» **Task**:
Count the lines in the records below that contain the word "right" and give only the number.

» **Data to use**:

—————

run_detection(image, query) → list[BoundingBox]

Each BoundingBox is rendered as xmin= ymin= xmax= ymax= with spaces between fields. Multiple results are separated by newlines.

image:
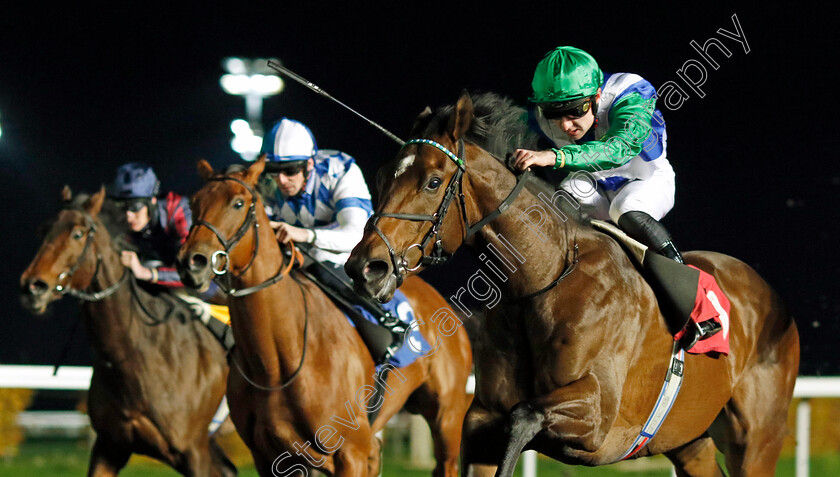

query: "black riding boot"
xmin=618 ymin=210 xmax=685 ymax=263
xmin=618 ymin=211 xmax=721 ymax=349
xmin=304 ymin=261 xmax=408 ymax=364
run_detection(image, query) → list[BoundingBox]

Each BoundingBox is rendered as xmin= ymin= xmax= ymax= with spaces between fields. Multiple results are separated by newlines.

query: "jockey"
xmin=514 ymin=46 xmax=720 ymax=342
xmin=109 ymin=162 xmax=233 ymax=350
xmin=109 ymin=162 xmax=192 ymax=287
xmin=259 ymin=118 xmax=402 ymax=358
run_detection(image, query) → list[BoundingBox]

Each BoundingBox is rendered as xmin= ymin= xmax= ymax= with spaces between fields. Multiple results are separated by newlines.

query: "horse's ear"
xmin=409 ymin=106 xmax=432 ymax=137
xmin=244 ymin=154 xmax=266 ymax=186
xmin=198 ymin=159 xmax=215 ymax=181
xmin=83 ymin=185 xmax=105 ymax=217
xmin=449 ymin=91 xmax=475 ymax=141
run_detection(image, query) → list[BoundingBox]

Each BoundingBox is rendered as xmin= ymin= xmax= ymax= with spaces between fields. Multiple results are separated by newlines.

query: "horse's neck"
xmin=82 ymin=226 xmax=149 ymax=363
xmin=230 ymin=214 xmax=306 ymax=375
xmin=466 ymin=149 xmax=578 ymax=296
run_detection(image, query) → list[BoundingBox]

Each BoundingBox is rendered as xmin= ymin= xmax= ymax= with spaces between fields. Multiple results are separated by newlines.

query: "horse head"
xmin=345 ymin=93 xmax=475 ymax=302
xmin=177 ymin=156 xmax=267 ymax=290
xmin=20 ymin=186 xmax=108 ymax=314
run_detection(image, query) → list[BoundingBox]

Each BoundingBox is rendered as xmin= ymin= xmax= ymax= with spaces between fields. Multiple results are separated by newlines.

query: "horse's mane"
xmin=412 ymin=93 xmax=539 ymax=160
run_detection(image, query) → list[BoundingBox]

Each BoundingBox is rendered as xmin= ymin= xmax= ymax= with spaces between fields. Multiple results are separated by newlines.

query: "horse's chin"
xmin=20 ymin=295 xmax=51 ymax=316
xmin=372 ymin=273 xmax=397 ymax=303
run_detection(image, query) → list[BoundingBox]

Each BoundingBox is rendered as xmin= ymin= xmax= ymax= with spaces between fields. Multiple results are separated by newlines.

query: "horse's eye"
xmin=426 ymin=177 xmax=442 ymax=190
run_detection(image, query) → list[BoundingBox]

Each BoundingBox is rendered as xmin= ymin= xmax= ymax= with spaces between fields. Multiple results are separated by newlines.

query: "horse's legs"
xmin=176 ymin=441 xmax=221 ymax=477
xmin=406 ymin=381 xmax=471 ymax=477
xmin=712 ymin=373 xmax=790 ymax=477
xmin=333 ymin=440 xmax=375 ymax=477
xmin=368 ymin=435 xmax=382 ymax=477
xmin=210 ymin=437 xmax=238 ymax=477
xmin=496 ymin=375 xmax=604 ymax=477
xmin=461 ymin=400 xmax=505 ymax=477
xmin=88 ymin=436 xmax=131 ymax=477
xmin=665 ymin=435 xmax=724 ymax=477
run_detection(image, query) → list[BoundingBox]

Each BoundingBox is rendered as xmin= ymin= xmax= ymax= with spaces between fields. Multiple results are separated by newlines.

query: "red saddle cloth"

—————

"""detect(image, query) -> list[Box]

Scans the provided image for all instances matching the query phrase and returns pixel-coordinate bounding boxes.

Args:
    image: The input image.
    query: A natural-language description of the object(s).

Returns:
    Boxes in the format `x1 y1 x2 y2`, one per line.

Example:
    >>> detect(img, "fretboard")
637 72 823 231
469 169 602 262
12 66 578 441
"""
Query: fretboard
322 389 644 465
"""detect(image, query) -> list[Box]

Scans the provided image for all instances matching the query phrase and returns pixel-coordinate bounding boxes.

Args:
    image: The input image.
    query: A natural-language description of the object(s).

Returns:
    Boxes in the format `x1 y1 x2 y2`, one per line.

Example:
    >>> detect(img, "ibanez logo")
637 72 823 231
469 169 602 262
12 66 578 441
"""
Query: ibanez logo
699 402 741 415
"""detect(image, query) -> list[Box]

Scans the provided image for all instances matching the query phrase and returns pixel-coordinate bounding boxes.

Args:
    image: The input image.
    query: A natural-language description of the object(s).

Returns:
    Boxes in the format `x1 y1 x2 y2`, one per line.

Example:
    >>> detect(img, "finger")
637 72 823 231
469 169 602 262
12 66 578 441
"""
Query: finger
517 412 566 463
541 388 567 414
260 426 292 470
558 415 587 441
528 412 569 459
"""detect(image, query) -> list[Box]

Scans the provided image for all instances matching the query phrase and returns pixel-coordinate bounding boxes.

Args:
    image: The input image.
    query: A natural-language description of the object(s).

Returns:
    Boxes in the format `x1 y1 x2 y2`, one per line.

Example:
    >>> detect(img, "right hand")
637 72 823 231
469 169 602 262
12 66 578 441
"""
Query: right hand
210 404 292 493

—————

» **Correct answer**:
2